An exact copy of every record, without the pictures, is what should come back.

* [Records supplied]

....

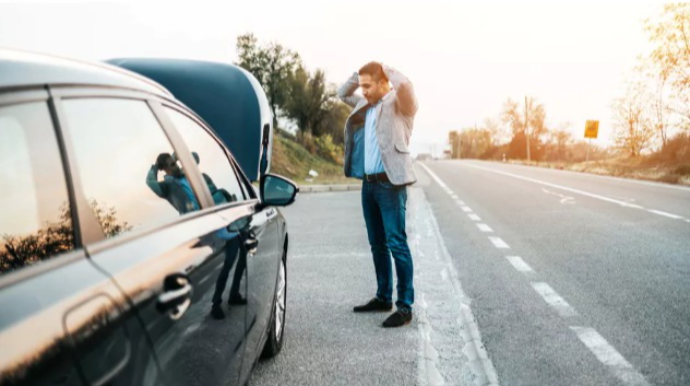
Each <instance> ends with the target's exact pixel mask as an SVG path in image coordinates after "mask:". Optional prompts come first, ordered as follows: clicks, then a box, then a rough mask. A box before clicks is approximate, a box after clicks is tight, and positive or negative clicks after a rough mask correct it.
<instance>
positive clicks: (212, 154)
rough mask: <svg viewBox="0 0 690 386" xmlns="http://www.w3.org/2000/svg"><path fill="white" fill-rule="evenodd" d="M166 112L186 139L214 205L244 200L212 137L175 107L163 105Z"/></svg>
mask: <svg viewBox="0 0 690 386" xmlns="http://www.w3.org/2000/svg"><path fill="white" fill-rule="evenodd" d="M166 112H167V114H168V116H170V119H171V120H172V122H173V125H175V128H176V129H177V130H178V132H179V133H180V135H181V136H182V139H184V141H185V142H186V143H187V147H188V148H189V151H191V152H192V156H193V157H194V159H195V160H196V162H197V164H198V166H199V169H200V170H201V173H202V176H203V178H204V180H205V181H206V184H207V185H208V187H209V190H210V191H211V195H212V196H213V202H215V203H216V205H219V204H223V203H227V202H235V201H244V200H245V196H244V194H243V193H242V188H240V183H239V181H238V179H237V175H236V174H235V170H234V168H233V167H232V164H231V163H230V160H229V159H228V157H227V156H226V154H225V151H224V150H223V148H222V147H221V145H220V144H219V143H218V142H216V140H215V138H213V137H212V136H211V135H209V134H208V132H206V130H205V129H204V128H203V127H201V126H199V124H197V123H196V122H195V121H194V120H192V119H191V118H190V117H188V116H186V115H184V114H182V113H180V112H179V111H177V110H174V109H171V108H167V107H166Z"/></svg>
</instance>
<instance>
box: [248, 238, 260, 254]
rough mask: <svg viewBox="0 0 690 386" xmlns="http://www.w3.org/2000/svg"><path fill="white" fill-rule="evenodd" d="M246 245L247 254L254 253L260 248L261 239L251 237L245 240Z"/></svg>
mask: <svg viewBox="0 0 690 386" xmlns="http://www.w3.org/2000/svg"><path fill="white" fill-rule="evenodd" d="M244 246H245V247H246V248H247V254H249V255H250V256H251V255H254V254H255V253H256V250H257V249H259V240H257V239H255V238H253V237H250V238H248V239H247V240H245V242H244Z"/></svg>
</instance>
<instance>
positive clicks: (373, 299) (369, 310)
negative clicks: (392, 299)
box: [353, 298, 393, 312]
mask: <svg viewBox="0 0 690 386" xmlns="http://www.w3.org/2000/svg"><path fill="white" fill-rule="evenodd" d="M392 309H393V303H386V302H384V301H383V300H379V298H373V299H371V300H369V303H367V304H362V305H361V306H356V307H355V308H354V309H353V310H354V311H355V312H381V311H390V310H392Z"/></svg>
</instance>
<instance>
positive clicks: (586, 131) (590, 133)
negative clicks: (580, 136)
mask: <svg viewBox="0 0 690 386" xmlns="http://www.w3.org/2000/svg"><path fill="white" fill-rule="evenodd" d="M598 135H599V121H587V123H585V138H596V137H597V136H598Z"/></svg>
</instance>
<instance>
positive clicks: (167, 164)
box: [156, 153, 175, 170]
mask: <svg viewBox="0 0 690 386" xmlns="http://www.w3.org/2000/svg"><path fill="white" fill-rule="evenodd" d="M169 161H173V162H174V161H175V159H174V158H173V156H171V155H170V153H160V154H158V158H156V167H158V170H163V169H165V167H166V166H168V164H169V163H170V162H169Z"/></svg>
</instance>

....

* [The completed task]
Each <instance> ends with the target's exact pixel mask as an SVG path in image coordinates after "mask:". Optional prompts come first, ordered as follows: clicks, then a box, then a rough mask. A box before clicks is approximate, a box after clicks is tight, and positive or negative clicks after a rough mask correct it.
<instance>
positive clicks: (212, 154)
rough mask: <svg viewBox="0 0 690 386" xmlns="http://www.w3.org/2000/svg"><path fill="white" fill-rule="evenodd" d="M166 112L186 139L214 205L244 200L212 137L175 107L163 105Z"/></svg>
mask: <svg viewBox="0 0 690 386" xmlns="http://www.w3.org/2000/svg"><path fill="white" fill-rule="evenodd" d="M166 112H167V114H168V116H170V119H171V120H172V122H173V125H175V128H176V129H177V130H178V132H179V133H180V135H181V136H182V139H184V141H185V142H186V143H187V147H188V148H189V151H191V152H192V156H193V157H194V159H195V160H196V162H197V164H198V166H199V169H200V170H201V173H202V176H203V178H204V180H205V181H206V184H207V185H208V187H209V190H210V191H211V195H212V196H213V202H215V203H216V205H219V204H223V203H227V202H235V201H244V200H245V196H244V194H243V193H242V188H240V183H239V181H238V179H237V175H236V174H235V170H234V168H233V167H232V164H231V163H230V160H229V159H228V157H227V156H226V154H225V151H224V150H223V148H222V147H221V145H220V144H219V143H218V142H216V140H215V138H213V137H212V136H211V135H209V134H208V132H206V130H205V129H204V128H203V127H201V126H199V124H197V123H196V122H195V121H194V120H192V119H191V118H190V117H188V116H186V115H184V114H182V113H180V112H179V111H177V110H174V109H171V108H167V107H166Z"/></svg>
</instance>
<instance>
box: [248, 238, 260, 254]
rough mask: <svg viewBox="0 0 690 386" xmlns="http://www.w3.org/2000/svg"><path fill="white" fill-rule="evenodd" d="M246 245L247 254L254 253L260 248L261 239L251 237L245 240Z"/></svg>
mask: <svg viewBox="0 0 690 386" xmlns="http://www.w3.org/2000/svg"><path fill="white" fill-rule="evenodd" d="M244 246H245V247H246V248H247V254H249V255H250V256H251V255H254V254H255V253H256V250H257V249H259V240H257V239H255V238H253V237H250V238H248V239H247V240H245V242H244Z"/></svg>
</instance>
<instance>
positive clicks: (373, 299) (369, 310)
negative clicks: (392, 299)
box: [353, 298, 393, 312]
mask: <svg viewBox="0 0 690 386" xmlns="http://www.w3.org/2000/svg"><path fill="white" fill-rule="evenodd" d="M392 309H393V303H386V302H384V301H383V300H379V298H373V299H371V300H369V303H367V304H362V305H361V306H356V307H355V308H354V309H353V310H354V311H355V312H381V311H390V310H392Z"/></svg>
</instance>
<instance>
positive clicks: (586, 131) (590, 133)
negative clicks: (580, 136)
mask: <svg viewBox="0 0 690 386" xmlns="http://www.w3.org/2000/svg"><path fill="white" fill-rule="evenodd" d="M598 135H599V121H587V123H585V138H596V137H597V136H598Z"/></svg>
</instance>
<instance>
positive clicks: (167, 164)
box: [156, 153, 175, 170]
mask: <svg viewBox="0 0 690 386" xmlns="http://www.w3.org/2000/svg"><path fill="white" fill-rule="evenodd" d="M169 161H173V162H174V161H175V159H174V158H173V156H171V155H170V153H160V154H158V158H156V167H158V170H163V169H165V167H166V166H168V164H169V163H170V162H169Z"/></svg>
</instance>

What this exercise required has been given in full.